* BEGIN *

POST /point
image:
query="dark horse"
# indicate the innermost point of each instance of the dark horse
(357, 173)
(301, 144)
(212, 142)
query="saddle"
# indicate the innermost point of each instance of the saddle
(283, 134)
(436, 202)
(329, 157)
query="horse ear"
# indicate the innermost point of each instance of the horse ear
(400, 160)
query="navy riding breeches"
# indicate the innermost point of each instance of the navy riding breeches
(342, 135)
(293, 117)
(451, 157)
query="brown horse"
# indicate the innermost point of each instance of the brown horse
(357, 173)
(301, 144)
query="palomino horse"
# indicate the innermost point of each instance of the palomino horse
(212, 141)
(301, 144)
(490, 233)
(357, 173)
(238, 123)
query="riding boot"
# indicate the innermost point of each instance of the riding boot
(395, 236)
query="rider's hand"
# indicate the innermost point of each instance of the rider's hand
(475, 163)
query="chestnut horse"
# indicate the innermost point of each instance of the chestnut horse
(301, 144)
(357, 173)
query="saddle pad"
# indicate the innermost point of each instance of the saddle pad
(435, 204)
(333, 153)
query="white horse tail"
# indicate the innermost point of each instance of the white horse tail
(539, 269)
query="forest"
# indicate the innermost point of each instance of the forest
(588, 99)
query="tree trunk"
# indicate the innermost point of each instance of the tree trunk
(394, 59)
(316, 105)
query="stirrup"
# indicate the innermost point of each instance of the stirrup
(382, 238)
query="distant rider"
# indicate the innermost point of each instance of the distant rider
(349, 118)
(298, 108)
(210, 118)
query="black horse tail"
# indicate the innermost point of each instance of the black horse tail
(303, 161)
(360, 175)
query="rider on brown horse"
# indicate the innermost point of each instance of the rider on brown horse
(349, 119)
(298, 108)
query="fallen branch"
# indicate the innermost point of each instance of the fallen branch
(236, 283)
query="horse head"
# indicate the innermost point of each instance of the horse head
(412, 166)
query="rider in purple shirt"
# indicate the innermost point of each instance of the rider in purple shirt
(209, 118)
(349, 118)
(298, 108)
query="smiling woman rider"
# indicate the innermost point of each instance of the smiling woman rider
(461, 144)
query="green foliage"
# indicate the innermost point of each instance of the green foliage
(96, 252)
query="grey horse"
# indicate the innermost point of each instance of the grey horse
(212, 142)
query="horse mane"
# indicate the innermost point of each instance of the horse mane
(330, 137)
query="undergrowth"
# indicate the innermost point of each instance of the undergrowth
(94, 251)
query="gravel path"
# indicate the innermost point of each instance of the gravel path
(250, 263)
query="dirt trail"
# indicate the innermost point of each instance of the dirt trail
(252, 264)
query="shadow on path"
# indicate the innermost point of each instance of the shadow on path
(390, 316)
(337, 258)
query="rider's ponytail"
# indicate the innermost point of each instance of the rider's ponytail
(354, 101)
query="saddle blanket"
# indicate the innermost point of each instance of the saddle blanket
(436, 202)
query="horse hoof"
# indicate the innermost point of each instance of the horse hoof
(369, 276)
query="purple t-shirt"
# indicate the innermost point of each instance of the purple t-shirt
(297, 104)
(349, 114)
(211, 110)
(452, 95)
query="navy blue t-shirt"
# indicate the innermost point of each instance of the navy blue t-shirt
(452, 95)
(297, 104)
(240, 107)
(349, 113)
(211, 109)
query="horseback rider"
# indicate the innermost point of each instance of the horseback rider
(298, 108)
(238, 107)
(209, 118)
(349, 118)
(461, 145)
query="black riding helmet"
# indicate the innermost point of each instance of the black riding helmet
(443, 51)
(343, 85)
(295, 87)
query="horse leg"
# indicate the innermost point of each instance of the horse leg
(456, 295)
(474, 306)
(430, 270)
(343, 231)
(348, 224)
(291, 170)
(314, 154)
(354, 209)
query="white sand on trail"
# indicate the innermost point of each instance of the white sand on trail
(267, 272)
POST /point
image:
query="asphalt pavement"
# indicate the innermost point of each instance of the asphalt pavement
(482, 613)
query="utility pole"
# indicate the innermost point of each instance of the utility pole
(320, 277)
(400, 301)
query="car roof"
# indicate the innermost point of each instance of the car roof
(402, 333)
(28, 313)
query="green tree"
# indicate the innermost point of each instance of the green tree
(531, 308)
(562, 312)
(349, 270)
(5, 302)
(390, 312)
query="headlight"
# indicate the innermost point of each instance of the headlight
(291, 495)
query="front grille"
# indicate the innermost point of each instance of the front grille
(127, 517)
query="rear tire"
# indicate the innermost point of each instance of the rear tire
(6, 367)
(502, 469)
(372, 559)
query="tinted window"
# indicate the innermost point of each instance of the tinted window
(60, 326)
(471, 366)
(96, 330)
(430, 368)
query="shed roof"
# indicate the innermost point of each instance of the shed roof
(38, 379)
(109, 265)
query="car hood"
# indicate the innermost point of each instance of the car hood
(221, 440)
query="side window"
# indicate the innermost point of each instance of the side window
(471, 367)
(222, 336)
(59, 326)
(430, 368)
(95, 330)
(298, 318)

* END *

→ Task
Write down every line of the data exactly as it appears above.

→ Solution to this problem
POST /point
image:
query="dark horse"
# indicate the innermost point of each instance of the dark horse
(357, 173)
(301, 144)
(212, 142)
query="saddle"
# indicate the innermost point of each instance of the saddle
(283, 134)
(436, 202)
(329, 157)
query="horse ear"
# indicate the innermost point of each instance of the horse ear
(400, 160)
query="navy riding breeches"
# indicate the innermost point of each instance of the navy riding breeches
(342, 135)
(293, 117)
(451, 157)
query="brown horse"
# indicate the innermost point of each instance of the brown horse
(357, 173)
(301, 144)
query="palomino horse"
# indicate the innermost point of each instance of the palomino horse
(212, 141)
(301, 144)
(490, 233)
(357, 173)
(238, 123)
query="riding boot"
# indicate the innermost point of each instance of the riding boot
(395, 236)
query="rider's hand"
# indicate the innermost point of each instance of the rider's hand
(475, 163)
query="chestnut horse"
# indicate the innermost point of each instance of the chestnut horse
(301, 144)
(357, 173)
query="saddle pad"
# indicate the innermost point of each instance of the saddle pad
(435, 204)
(333, 153)
query="white horse tail"
# indicate the innermost point of each instance of the white horse tail
(539, 269)
query="forest"
# indicate the innermost point of each instance of the forest
(588, 99)
query="tree trunk"
# indicate the innermost point of each instance of the tree trunk
(394, 59)
(316, 105)
query="stirrup"
# indicate the innermost point of each instance of the stirrup
(382, 238)
query="distant rider"
# indicate the innermost point of each instance of the distant rider
(349, 118)
(298, 108)
(210, 118)
query="black horse tail"
# indicate the innermost point of each instance of the black horse tail
(303, 161)
(360, 175)
query="rider on brown horse"
# indicate the innermost point of each instance of the rider on brown horse
(349, 119)
(298, 108)
query="fallen branch"
# indicate the innermost point of each instance of the fallen branch
(236, 283)
query="horse head"
# indicate the innermost point of each instance of the horse head
(412, 166)
query="rider in purple shirt"
# indicate the innermost point of each instance of the rider in purple shirt
(209, 118)
(349, 118)
(298, 108)
query="smiling woman rider"
# indicate the innermost point of each instance of the smiling woman rider
(461, 144)
query="green foliage"
# indicate the innermost point of each instance of the green foliage
(96, 252)
query="grey horse"
# indicate the innermost point of each instance of the grey horse
(212, 142)
query="horse mane"
# indicate the innermost point of each instance of the horse mane
(330, 137)
query="undergrowth"
# indicate the innermost point of each instance of the undergrowth
(94, 251)
query="gravel path"
# indicate the innermost point of each instance of the gravel path
(250, 263)
query="dirt trail"
# indicate the innermost point of each instance of the dirt trail
(252, 264)
query="shadow on path"
# indicate the innermost point of each instance of the shadow on path
(390, 316)
(337, 258)
query="rider's ponytail"
# indicate the innermost point of each instance of the rider's ponytail
(354, 101)
query="saddle blanket"
# indicate the innermost point of each instance of the saddle blanket
(436, 202)
query="horse hoof"
# indicate the innermost point of each instance of the horse hoof
(369, 276)
query="purple t-shirt"
# indicate the innermost point of each instance of the purple t-shirt
(297, 104)
(349, 114)
(211, 110)
(452, 95)
query="navy blue t-shirt"
# indicate the innermost point of each instance of the navy blue t-shirt
(452, 95)
(297, 104)
(240, 107)
(349, 113)
(211, 109)
query="horseback rider"
# indicate the innermost point of each instance of the horseback rider
(298, 108)
(238, 107)
(209, 118)
(349, 118)
(461, 145)
query="black riding helmet"
# indicate the innermost point of each instance of the black riding helmet
(443, 51)
(343, 85)
(295, 87)
query="horse leg"
# indicate the innermost point of each instance of the horse leg
(456, 295)
(474, 306)
(430, 270)
(343, 231)
(348, 224)
(291, 170)
(314, 154)
(354, 209)
query="white sand on trail"
# indicate the innermost point of each instance of the white sand on trail
(267, 272)
POST /point
image:
query="asphalt pavement"
# indicate the innermost point of each instance of the asphalt pavement
(482, 613)
query="utility pole"
# indicate the innermost point of each instance of the utility pole
(320, 277)
(400, 301)
query="car roof"
# indicate the innermost point of each instance of the car roof
(402, 333)
(28, 313)
query="green tree"
# indicate the innermost point of each instance of the green tree
(531, 308)
(562, 312)
(349, 270)
(5, 302)
(390, 312)
query="headlight"
# indicate the innermost point of each instance of the headlight
(291, 495)
query="front grille"
# indicate the innermost point of each instance of the front grille
(127, 517)
query="rear tire"
# indicate the innermost point of each instance of the rear tire
(6, 367)
(502, 469)
(372, 559)
query="tinted window"
# indicate the innermost point of each instance of the tinted window
(60, 326)
(471, 366)
(96, 330)
(430, 368)
query="shed roof"
# indicate the innermost point of each instance of the shed roof
(38, 379)
(109, 265)
query="car hood"
# indicate the innermost point of each instance of the car hood
(221, 440)
query="side window"
# indicate the innermost point of each instance of the side window
(471, 367)
(222, 336)
(59, 326)
(430, 368)
(95, 330)
(298, 318)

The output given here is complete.